Alabama coach Nick Saban, who tested positive for COVID-19 on Wednesday afternoon, appeared on his weekly radio show from home on Thursday night and told listeners that he was feeling great and would hate to miss Saturday’s game against No. 3 Georgia.

“I’m doing great,” he said. “I don’t have any symptoms. I don’t have a fever.”

Saban said he would like to be a part of the game against Georgia but that COVID-19 protocol prohibits in-game communication with anyone on the staff while he is in quarantine and he cannot travel to the stadium while in quarantine, either.

But if Saban has three negative tests, including the second two in a 24-hour span, he could conceivably be cleared to return to athletic activities before Saturday’s game in Tuscaloosa.

“I would hate to not be at the game Saturday if that’s what this turns out to be,” Saban said.

Still, Saban said, he wishes there was a way for a coach in quarantine to be able to participate, adding that it “doesn’t seem quite right” that he wouldn’t be able to communicate with his staff or players during a game from a remote location like his home.

“There’s ways to do this so you wouldn’t be putting anyone in harm’s way,” he said. “But I also believe in the safety of all the people … so there would have to be some logistical things to work out.”

Saban, who turns 69 later this month, said that he has been able to do a lot from home as he helps the No. 2 Crimson Tide prepare to face Georgia. He oversaw practice on Wednesday and Thursday via Zoom.

“I’ve done everything that I would normally do, I just have to do it from here — for now,” he said.

Alabama football released an update on Saban’s health status earlier Thursday, saying, “Coach Saban was evaluated by our team physician Dr. Jimmy Robinson today. Coach remains asymptomatic at this point and is doing fine. He is continuing to self-isolate and will remain in the SEC testing protocol while being evaluated daily.”

• Required work:
a. According to the report on Nick Saban's positive COVID-19 test, how did Saban oversee practice on Wednesday and Thursday?
b. Name every day of the week mentioned in the report on Nick Saban's positive COVID-19 test.
c. Write the next part of the report on Nick Saban's positive COVID-19 test, picking up after its final sentence.

(Referring expression pointing rows)
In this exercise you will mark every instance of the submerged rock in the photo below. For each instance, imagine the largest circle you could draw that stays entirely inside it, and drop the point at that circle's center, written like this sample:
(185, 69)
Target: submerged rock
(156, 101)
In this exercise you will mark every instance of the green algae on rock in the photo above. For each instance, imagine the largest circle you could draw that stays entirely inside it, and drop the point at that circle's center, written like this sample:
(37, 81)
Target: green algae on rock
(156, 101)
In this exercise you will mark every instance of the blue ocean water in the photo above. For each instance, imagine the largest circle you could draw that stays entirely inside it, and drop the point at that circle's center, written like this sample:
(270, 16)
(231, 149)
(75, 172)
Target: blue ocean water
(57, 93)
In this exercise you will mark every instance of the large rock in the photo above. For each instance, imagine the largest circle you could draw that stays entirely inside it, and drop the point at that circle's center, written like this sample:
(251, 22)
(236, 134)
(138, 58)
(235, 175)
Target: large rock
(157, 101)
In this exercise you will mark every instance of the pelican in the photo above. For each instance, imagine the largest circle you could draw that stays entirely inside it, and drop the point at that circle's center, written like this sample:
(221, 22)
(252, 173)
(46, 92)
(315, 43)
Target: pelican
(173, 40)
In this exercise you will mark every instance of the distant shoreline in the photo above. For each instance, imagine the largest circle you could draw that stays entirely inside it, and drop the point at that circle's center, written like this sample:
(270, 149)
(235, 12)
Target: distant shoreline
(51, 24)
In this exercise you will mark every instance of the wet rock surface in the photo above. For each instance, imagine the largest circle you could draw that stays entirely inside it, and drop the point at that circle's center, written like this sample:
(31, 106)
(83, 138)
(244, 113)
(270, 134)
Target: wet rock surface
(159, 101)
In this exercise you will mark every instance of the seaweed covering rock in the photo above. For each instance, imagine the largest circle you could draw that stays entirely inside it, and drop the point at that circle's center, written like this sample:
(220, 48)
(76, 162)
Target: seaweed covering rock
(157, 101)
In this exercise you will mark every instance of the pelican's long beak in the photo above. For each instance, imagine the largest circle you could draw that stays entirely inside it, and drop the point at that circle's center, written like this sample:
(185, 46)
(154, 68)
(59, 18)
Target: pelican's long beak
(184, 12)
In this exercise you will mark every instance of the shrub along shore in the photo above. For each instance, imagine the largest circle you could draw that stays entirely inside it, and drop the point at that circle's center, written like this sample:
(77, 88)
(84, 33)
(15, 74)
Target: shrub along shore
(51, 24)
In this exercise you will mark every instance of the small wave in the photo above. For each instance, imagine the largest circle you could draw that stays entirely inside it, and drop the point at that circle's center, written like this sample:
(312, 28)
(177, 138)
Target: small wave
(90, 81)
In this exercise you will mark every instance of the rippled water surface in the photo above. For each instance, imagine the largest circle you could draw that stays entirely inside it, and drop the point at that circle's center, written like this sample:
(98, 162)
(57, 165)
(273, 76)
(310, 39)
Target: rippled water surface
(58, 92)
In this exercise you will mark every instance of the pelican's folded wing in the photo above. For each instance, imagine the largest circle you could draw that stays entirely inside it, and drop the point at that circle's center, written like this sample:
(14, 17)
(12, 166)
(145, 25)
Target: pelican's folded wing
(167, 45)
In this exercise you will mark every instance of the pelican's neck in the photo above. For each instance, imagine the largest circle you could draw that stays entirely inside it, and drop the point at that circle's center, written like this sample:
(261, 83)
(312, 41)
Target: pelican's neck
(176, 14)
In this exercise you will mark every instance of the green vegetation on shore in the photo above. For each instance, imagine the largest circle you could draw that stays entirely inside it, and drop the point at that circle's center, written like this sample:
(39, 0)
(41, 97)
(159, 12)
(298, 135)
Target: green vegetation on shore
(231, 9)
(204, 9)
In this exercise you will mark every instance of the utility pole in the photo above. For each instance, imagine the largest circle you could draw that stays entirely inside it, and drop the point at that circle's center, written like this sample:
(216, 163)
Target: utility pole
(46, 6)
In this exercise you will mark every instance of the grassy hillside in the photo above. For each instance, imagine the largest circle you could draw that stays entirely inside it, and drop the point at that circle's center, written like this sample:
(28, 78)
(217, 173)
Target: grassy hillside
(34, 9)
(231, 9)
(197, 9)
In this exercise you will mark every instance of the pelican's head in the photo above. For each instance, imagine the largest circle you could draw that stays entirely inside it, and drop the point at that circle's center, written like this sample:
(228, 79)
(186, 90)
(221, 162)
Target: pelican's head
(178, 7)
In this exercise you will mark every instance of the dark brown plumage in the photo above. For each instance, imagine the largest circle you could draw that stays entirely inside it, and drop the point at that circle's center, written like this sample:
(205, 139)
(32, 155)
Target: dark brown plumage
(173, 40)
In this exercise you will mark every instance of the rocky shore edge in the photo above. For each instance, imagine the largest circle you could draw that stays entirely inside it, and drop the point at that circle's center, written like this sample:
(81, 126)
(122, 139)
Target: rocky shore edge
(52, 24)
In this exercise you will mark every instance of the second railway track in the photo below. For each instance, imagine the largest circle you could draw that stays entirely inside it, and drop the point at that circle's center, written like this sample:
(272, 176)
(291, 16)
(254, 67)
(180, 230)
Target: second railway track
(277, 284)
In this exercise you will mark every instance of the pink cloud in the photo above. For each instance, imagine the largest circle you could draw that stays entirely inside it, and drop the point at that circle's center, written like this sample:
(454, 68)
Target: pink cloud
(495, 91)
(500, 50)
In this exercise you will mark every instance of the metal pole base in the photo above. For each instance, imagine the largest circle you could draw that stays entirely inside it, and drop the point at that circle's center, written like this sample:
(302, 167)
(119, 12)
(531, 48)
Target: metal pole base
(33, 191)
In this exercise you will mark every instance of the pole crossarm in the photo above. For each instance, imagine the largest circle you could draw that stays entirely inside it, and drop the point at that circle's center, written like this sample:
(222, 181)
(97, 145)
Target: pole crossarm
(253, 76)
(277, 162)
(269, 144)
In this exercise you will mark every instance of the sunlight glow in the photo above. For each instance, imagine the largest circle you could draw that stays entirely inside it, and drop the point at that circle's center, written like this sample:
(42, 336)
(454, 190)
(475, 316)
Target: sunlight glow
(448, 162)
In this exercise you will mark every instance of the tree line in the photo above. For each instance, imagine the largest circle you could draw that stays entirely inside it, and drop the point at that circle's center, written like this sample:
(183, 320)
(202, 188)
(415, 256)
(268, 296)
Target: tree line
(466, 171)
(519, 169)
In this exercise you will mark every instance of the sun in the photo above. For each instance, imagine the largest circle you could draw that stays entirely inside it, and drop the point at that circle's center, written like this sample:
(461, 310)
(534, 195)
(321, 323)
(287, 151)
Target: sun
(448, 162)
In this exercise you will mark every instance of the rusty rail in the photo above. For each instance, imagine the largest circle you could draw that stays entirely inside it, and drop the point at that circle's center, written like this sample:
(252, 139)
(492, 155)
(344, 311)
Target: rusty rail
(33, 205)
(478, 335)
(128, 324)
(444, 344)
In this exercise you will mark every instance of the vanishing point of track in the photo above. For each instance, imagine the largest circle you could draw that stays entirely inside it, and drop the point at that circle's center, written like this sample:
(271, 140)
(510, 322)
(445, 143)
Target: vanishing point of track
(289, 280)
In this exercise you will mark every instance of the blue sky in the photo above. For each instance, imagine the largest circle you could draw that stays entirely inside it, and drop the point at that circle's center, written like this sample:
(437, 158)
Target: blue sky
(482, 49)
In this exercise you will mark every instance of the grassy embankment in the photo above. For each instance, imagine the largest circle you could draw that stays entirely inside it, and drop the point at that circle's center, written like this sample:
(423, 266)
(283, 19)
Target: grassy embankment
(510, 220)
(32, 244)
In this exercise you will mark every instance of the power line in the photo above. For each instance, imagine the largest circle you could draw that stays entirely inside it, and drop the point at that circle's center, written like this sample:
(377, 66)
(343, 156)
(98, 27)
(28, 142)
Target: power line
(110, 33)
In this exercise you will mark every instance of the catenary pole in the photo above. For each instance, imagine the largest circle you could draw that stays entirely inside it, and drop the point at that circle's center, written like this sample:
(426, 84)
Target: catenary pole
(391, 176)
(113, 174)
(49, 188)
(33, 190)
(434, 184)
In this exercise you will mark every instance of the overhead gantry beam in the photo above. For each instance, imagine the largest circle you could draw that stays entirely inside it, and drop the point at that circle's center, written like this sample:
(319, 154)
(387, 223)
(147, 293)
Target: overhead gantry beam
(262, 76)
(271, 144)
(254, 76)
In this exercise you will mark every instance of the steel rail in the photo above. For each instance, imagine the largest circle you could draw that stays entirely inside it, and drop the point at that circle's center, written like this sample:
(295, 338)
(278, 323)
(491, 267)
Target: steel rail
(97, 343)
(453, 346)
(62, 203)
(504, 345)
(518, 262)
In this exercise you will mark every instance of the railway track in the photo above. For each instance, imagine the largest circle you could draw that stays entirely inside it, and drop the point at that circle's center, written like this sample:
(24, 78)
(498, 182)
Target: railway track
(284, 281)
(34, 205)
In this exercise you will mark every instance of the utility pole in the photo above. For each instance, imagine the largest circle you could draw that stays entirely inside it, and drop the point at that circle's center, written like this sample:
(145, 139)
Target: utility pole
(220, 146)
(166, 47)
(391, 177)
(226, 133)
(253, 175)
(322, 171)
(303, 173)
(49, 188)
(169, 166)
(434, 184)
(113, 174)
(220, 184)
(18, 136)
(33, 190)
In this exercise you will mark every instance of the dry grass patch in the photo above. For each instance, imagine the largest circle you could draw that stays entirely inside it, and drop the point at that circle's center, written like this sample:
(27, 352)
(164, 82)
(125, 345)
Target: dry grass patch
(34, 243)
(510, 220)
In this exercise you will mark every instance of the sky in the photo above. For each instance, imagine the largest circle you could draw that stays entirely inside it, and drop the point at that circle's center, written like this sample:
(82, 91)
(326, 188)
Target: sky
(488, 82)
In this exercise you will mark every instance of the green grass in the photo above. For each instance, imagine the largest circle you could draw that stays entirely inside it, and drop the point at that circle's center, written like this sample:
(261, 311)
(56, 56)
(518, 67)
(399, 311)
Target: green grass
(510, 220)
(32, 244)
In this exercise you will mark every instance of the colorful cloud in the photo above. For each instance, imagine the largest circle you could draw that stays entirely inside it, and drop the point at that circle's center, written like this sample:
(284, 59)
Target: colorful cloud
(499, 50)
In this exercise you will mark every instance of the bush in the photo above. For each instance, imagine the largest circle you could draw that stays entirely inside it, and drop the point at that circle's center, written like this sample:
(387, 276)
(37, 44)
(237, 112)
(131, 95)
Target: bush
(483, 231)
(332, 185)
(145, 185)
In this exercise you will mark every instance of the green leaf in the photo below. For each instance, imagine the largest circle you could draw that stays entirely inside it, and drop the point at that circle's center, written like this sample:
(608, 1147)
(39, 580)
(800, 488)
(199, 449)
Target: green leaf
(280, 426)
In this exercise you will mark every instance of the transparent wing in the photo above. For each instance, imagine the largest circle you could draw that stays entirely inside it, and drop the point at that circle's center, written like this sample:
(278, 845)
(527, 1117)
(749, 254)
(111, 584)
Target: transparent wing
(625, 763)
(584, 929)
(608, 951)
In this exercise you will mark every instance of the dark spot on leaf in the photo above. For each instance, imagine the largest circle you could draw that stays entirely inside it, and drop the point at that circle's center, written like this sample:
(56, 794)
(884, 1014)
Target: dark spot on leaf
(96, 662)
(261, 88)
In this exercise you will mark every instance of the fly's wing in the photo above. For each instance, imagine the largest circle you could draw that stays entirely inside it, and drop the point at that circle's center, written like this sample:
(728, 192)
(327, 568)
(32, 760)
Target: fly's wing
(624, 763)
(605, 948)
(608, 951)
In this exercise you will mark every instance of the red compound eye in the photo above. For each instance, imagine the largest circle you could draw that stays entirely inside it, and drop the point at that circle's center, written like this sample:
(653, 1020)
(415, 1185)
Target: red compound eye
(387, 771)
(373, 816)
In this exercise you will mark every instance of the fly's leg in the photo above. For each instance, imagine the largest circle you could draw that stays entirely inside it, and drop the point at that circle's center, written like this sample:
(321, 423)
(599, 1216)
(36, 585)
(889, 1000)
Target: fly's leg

• Task responses:
a. Via Zoom.

b. Wednesday, Thursday, Saturday

c.
SEC guidelines state that if an individual has three successive negative polymerase chain reaction (PCR) tests and remains asymptomatic, they may be “released from isolation and medically cleared to return to athletics activities only.”

Alabama, as is its policy, has not released any information about any subsequent tests and what they might have shown. Alabama is not likely to release that information until there is a resolution.

Saban told listeners to his show that he met with members of the leadership group on Thursday, joking with them that he’s “getting beat up on both ends” trying to work with his wife in the house.

“When I come there I can raise hell with you guys,” Saban said he told the players, “and now I’m here with Miss Terry and she’s raising hell with me.”

Saban also took a moment to thank all those who have reached out since his diagnosis.

“The support from so many people from all over the United States — phone calls, text messages, emails — have been wonderful,” he said. “It’s very uplifting the relationships you’ve made through the years and so many people who would be concerned about your well-being, and I really appreciate it and I want everybody to know that.”

Should Saban be unable to coach on Saturday, Alabama offensive coordinator Steve Sarkisian would assume the role of head coach.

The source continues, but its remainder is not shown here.